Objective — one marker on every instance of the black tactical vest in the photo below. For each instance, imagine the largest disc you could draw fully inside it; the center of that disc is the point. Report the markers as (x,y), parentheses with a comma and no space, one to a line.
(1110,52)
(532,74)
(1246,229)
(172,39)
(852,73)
______________________________
*EXERCISE*: Top to bottom, set down the whole listing exactly.

*RESPONSE TO THIS EXERCISE*:
Objective — one marker on every instance of the black tactical vest in the photo below. For each instance, imagine the largest disc you could draw fully inside it; the center of that disc is the point. Report the markers as (x,y), parentheses with a comma and no space, one to a line.
(1110,52)
(532,74)
(1246,229)
(172,39)
(852,73)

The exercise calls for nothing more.